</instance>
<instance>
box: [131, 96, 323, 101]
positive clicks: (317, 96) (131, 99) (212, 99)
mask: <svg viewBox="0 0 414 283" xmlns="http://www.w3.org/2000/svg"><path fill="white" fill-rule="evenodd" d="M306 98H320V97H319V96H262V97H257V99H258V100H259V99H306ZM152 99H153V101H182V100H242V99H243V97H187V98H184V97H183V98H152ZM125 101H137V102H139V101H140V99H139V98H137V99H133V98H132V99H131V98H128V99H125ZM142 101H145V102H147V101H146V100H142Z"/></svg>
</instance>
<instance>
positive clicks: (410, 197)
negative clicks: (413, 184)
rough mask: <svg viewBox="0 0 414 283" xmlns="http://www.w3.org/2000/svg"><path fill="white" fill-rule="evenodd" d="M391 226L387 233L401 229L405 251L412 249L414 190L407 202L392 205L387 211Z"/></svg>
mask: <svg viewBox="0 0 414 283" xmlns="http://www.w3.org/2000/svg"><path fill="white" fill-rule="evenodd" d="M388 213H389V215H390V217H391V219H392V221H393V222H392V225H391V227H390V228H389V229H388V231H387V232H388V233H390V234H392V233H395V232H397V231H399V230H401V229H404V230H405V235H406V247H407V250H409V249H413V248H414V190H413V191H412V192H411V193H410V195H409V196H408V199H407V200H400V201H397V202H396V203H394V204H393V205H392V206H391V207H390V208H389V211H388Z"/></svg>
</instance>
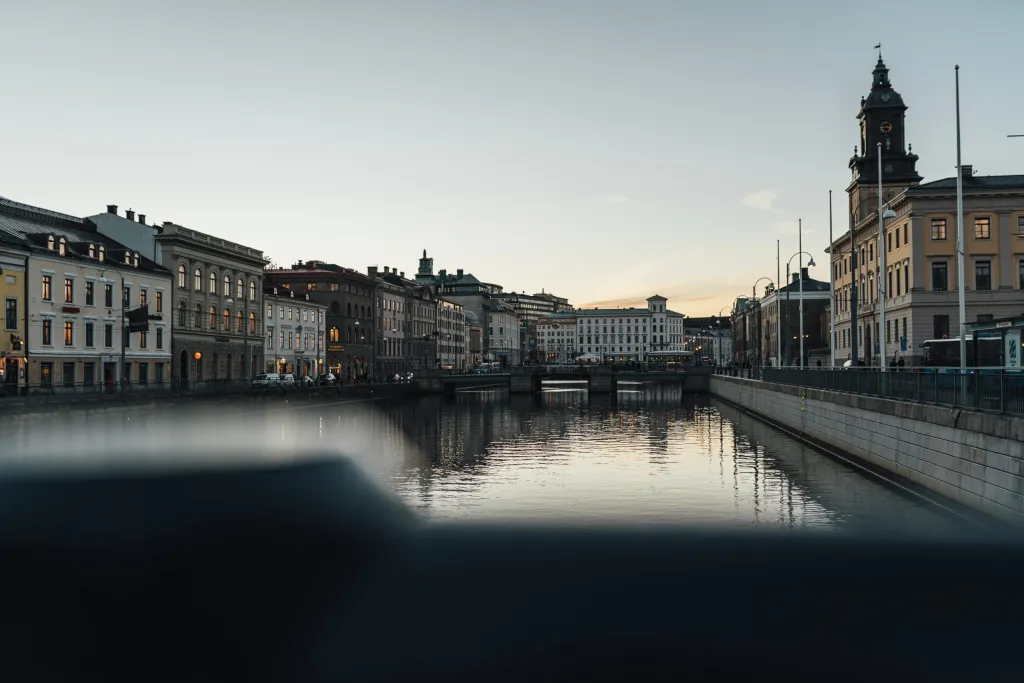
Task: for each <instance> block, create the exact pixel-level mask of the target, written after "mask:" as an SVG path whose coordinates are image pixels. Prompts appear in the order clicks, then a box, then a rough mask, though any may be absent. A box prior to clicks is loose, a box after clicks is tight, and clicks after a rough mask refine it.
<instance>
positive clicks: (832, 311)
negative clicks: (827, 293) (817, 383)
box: [828, 189, 836, 370]
mask: <svg viewBox="0 0 1024 683" xmlns="http://www.w3.org/2000/svg"><path fill="white" fill-rule="evenodd" d="M831 240H833V238H831V190H830V189H829V190H828V270H829V273H828V301H829V304H828V348H829V352H828V361H829V365H828V369H829V370H831V369H833V368H835V367H836V266H834V265H833V258H831V255H833V246H831Z"/></svg>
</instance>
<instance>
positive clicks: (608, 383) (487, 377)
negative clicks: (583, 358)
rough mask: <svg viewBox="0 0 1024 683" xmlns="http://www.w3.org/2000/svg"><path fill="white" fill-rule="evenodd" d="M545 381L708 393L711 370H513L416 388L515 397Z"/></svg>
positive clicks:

■ EXERCISE DIRECTIONS
Pictures are to be dropped, and every record is to be copied exactly.

■ SOLUTION
</instance>
<instance>
box: [131, 96, 323, 101]
positive clicks: (317, 96) (131, 99) (212, 99)
mask: <svg viewBox="0 0 414 283" xmlns="http://www.w3.org/2000/svg"><path fill="white" fill-rule="evenodd" d="M306 98H320V97H319V96H262V97H257V99H258V100H259V99H306ZM152 99H153V101H182V100H242V99H243V97H187V98H184V97H183V98H152ZM125 101H137V102H139V101H140V99H139V98H137V99H133V98H132V99H131V98H128V99H125ZM142 101H145V102H147V101H146V100H142Z"/></svg>
</instance>
<instance>
positive clicks: (410, 197)
negative clicks: (413, 184)
rough mask: <svg viewBox="0 0 414 283" xmlns="http://www.w3.org/2000/svg"><path fill="white" fill-rule="evenodd" d="M391 226L387 233L401 229L405 251L412 249L414 190L407 202L392 205L387 211Z"/></svg>
mask: <svg viewBox="0 0 414 283" xmlns="http://www.w3.org/2000/svg"><path fill="white" fill-rule="evenodd" d="M388 213H389V215H390V217H391V219H392V221H393V222H392V225H391V227H390V228H389V229H388V231H387V232H388V233H390V234H392V233H395V232H397V231H399V230H401V229H404V230H405V235H406V247H407V250H409V249H413V248H414V190H413V191H412V192H411V193H410V195H409V196H408V199H407V200H400V201H397V202H396V203H394V204H393V205H392V206H391V207H390V208H389V211H388Z"/></svg>
</instance>
Task: for each <instance> block, create the exact pixel-level mask of the target, written after "mask:" as an SVG path whose coordinates are image pixels. Prompts appear in the order clicks, then a box, then a rough mask, though any may be absent. A box prior to clicks is loose, a box after clicks is tight, and clicks after a rough mask refine it.
<instance>
positive clicks: (832, 311)
negative clicks: (827, 293) (817, 383)
box: [828, 189, 836, 370]
mask: <svg viewBox="0 0 1024 683" xmlns="http://www.w3.org/2000/svg"><path fill="white" fill-rule="evenodd" d="M831 240H833V238H831V190H830V189H829V190H828V270H829V273H828V301H829V304H828V348H829V352H828V361H829V365H828V369H829V370H831V369H833V368H835V367H836V266H834V265H833V258H831V255H833V246H831Z"/></svg>
</instance>
<instance>
positive clicks: (608, 383) (487, 377)
negative clicks: (583, 358)
rough mask: <svg viewBox="0 0 1024 683" xmlns="http://www.w3.org/2000/svg"><path fill="white" fill-rule="evenodd" d="M545 381L708 393L711 370H513L416 388L515 397Z"/></svg>
positive clicks:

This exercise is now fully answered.